This exercise calls for printing every record exactly once more.

Records excerpted from a collection
------------------------------------------------

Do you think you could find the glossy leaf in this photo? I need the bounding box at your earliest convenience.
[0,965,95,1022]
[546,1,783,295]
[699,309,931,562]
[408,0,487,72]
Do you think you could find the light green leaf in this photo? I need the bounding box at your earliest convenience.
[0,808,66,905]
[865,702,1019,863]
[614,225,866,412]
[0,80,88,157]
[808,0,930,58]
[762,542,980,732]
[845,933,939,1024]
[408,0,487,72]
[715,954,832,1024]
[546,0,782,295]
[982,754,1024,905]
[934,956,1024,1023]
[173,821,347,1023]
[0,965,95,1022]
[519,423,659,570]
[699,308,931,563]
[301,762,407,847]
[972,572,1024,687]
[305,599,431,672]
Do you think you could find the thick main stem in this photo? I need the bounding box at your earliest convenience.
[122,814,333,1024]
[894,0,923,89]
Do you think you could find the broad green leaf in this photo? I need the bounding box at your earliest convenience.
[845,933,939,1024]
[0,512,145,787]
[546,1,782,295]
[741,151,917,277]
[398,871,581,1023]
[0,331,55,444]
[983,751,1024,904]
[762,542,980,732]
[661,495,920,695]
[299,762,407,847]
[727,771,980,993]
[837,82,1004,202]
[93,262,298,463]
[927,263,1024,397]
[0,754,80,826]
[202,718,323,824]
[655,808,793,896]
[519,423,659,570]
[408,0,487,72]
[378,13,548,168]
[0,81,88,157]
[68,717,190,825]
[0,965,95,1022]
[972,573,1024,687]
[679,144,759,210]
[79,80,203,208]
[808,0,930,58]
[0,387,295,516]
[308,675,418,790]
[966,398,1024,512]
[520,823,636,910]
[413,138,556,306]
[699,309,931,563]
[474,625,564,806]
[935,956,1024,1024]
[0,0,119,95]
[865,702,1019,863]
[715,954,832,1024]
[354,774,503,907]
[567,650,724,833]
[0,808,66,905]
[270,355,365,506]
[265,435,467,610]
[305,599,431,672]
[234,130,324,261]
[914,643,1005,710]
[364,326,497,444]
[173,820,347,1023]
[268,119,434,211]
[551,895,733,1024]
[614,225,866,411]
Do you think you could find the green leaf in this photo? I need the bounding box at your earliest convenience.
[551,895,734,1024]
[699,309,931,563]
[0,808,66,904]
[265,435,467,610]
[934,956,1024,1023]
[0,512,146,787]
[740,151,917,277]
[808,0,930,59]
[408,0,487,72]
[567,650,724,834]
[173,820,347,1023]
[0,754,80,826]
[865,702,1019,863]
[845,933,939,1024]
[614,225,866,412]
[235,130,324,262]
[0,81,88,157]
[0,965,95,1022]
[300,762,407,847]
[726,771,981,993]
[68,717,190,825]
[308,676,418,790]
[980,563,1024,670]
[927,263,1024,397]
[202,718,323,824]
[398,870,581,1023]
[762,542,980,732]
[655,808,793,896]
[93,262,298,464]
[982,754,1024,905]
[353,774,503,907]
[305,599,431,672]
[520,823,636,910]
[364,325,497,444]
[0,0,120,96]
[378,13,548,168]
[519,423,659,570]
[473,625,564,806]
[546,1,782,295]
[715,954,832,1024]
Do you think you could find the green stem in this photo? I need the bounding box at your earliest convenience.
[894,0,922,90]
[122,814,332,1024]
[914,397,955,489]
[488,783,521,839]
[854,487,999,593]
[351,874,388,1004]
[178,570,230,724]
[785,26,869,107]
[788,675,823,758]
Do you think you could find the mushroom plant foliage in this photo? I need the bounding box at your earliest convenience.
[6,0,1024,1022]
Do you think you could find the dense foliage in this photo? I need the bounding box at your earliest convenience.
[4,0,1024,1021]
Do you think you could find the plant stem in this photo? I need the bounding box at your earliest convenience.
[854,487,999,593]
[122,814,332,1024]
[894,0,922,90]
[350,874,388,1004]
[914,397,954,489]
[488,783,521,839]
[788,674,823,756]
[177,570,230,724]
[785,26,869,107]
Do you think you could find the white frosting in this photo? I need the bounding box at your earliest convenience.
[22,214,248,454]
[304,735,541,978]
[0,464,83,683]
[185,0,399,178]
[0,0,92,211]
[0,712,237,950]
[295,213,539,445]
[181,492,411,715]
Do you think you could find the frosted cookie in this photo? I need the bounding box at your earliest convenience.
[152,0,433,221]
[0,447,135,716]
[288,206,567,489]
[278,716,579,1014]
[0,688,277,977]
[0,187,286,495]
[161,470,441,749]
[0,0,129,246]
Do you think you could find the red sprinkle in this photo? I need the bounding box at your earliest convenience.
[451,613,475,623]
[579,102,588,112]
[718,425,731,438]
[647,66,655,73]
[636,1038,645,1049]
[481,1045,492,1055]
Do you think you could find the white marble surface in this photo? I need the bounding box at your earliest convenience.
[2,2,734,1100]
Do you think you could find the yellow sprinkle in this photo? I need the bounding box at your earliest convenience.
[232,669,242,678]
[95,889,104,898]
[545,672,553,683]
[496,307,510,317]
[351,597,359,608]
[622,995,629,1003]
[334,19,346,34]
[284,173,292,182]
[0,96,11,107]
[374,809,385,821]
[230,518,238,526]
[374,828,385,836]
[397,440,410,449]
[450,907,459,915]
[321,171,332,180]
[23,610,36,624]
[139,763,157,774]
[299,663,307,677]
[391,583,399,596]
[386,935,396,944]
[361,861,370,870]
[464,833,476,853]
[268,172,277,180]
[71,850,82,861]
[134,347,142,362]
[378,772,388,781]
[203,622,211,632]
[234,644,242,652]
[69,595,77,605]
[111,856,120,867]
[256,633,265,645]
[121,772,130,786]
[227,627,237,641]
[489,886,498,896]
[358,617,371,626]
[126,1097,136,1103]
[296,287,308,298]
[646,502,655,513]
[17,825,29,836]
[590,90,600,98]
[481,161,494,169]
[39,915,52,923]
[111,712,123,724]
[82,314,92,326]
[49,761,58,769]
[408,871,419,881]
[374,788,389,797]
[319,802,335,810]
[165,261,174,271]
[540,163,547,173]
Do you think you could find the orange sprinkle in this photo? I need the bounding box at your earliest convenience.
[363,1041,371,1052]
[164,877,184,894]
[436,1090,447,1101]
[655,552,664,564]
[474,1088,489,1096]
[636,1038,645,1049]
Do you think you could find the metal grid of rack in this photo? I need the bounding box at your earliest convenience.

------------------------------------------------

- Written solution
Do you think you could find the glossy leaf in this photo? I need the bounding box at your earliest convenience.
[0,965,95,1022]
[546,1,783,295]
[699,309,931,562]
[408,0,487,72]
Do you think you could find the light green leaf in this photo? I need the bounding box at your earliest convenience.
[0,808,66,905]
[865,702,1019,863]
[614,225,866,412]
[0,80,88,157]
[808,0,930,58]
[762,542,980,732]
[845,933,939,1024]
[408,0,487,72]
[715,954,832,1024]
[546,0,782,295]
[982,754,1024,905]
[934,956,1024,1023]
[173,821,347,1023]
[0,965,95,1022]
[519,423,659,570]
[699,308,931,563]
[301,762,407,847]
[972,572,1024,687]
[305,599,431,672]
Do you think you could find the thick main stem in this photo? I need the bounding box at your earliest convenience.
[122,814,333,1024]
[894,0,923,89]
Do you think you could find the broad green leaf in this photo? I need the bounding box at your earliest convenience.
[845,933,939,1024]
[0,512,145,787]
[546,1,782,295]
[741,151,917,277]
[398,871,581,1023]
[0,331,55,444]
[983,751,1024,904]
[762,542,980,732]
[661,495,920,695]
[299,762,407,847]
[727,771,980,993]
[837,82,1004,202]
[93,262,298,463]
[927,263,1024,397]
[0,754,80,826]
[202,718,323,824]
[655,808,793,896]
[519,423,659,570]
[408,0,487,72]
[378,13,548,168]
[0,81,88,157]
[68,717,190,825]
[0,965,95,1022]
[972,573,1024,687]
[679,144,759,210]
[79,80,203,208]
[808,0,930,58]
[0,387,295,516]
[308,675,418,790]
[966,398,1024,512]
[520,823,636,910]
[413,138,556,306]
[699,309,931,563]
[474,625,564,806]
[935,956,1024,1024]
[0,0,119,95]
[865,702,1019,863]
[715,954,832,1024]
[354,774,503,907]
[567,650,724,833]
[0,808,66,905]
[270,355,365,506]
[265,435,467,610]
[305,599,431,672]
[234,130,324,261]
[914,643,1005,710]
[364,326,497,444]
[173,820,347,1023]
[268,119,434,211]
[551,895,733,1024]
[614,225,866,411]
Do you think you could find the green leaf in this photo? I need the bounding box at your earliest convenience.
[551,895,734,1024]
[699,309,931,563]
[0,808,66,904]
[265,435,467,610]
[934,956,1024,1023]
[0,512,146,787]
[740,151,917,277]
[808,0,930,59]
[408,0,487,72]
[567,650,724,834]
[173,820,347,1023]
[0,754,80,826]
[865,702,1019,863]
[845,933,939,1024]
[614,225,866,412]
[235,130,324,262]
[0,81,88,157]
[0,965,95,1022]
[300,762,407,847]
[726,771,981,993]
[68,717,190,825]
[308,676,418,790]
[980,563,1024,670]
[927,263,1024,397]
[202,718,323,824]
[398,870,581,1023]
[762,542,980,732]
[655,808,793,896]
[93,262,298,464]
[982,754,1024,905]
[353,774,503,907]
[305,599,431,672]
[520,823,636,910]
[364,325,497,444]
[0,0,120,96]
[378,13,548,168]
[519,423,659,570]
[473,625,564,806]
[546,1,782,295]
[715,954,832,1024]
Do you think you could find the green stem in this photo? I need the bounding box at your earliest convenience.
[894,0,922,90]
[122,814,332,1024]
[914,397,955,489]
[488,783,521,839]
[854,487,999,593]
[351,874,388,1004]
[178,570,230,724]
[785,26,869,107]
[788,675,823,758]
Do you think you could find the mushroom plant foliage in this photo? I need the bounding box at your earliest convenience.
[6,0,1024,1022]
Do you think you could find the dense foliage in this photo? I need the bounding box at your earliest convenience.
[4,0,1024,1021]
Do you think you could find the plant stem in this photo? I need the bounding box at your earliest convenience.
[854,487,999,593]
[122,814,332,1024]
[894,0,922,90]
[350,874,388,1004]
[914,397,954,489]
[488,783,521,839]
[788,674,823,756]
[177,570,230,724]
[785,26,869,107]
Do you think you could find the white frosting in this photo? I need the bounding box at your earliest convenience.
[22,214,248,454]
[304,735,541,978]
[0,464,83,683]
[185,0,399,178]
[0,0,92,211]
[0,712,237,950]
[295,213,539,445]
[181,492,411,715]
Do you think you could find the frosted cookie in this photo? I need the bounding box at your earliest convenience.
[152,0,433,221]
[0,447,135,716]
[288,206,567,489]
[278,716,579,1014]
[0,688,277,977]
[0,187,286,495]
[161,470,441,749]
[0,0,129,246]
Do you think you could find the red sprinkle in this photo? I need the bounding box at your earliest convenience.
[451,613,475,623]
[579,102,588,112]
[718,425,731,438]
[647,66,655,73]
[636,1038,645,1049]
[481,1045,492,1055]
Do you think you could find the white marble surface in this photo? I need the bounding box at your earliest convenience.
[2,2,734,1100]
Do you think you could find the yellow sprinkle in this photo? I need the bounding box at your earliest convenience.
[232,669,242,678]
[95,889,104,898]
[545,672,553,683]
[496,307,510,317]
[351,597,359,608]
[622,995,629,1003]
[334,19,346,34]
[284,173,292,182]
[0,96,11,107]
[374,809,385,821]
[230,518,238,526]
[374,828,385,836]
[397,440,410,449]
[450,907,459,915]
[321,171,332,180]
[23,610,36,624]
[139,763,157,774]
[299,663,307,677]
[391,583,399,596]
[386,935,396,944]
[361,861,370,870]
[464,833,476,853]
[268,172,277,180]
[71,850,82,861]
[134,347,142,362]
[378,772,388,781]
[203,622,211,632]
[234,644,242,652]
[69,595,77,605]
[111,856,120,867]
[256,633,265,645]
[121,772,130,786]
[227,627,237,641]
[489,886,498,896]
[358,617,371,626]
[126,1097,136,1103]
[296,287,308,298]
[646,502,655,513]
[17,825,29,836]
[590,90,600,98]
[481,161,494,169]
[39,915,52,923]
[111,712,123,724]
[82,314,92,326]
[49,761,58,769]
[408,871,419,881]
[374,788,389,797]
[319,802,335,810]
[165,261,174,271]
[540,163,547,173]
Do you think you could find the orange sprinkle in this photo? I need the bounding box at your earliest convenience.
[363,1041,371,1052]
[164,877,184,894]
[436,1090,447,1101]
[655,552,664,564]
[474,1088,489,1096]
[636,1038,645,1049]
Do you think you could find the metal grid of rack in this photo? I need the bounding box at your earliest convenience.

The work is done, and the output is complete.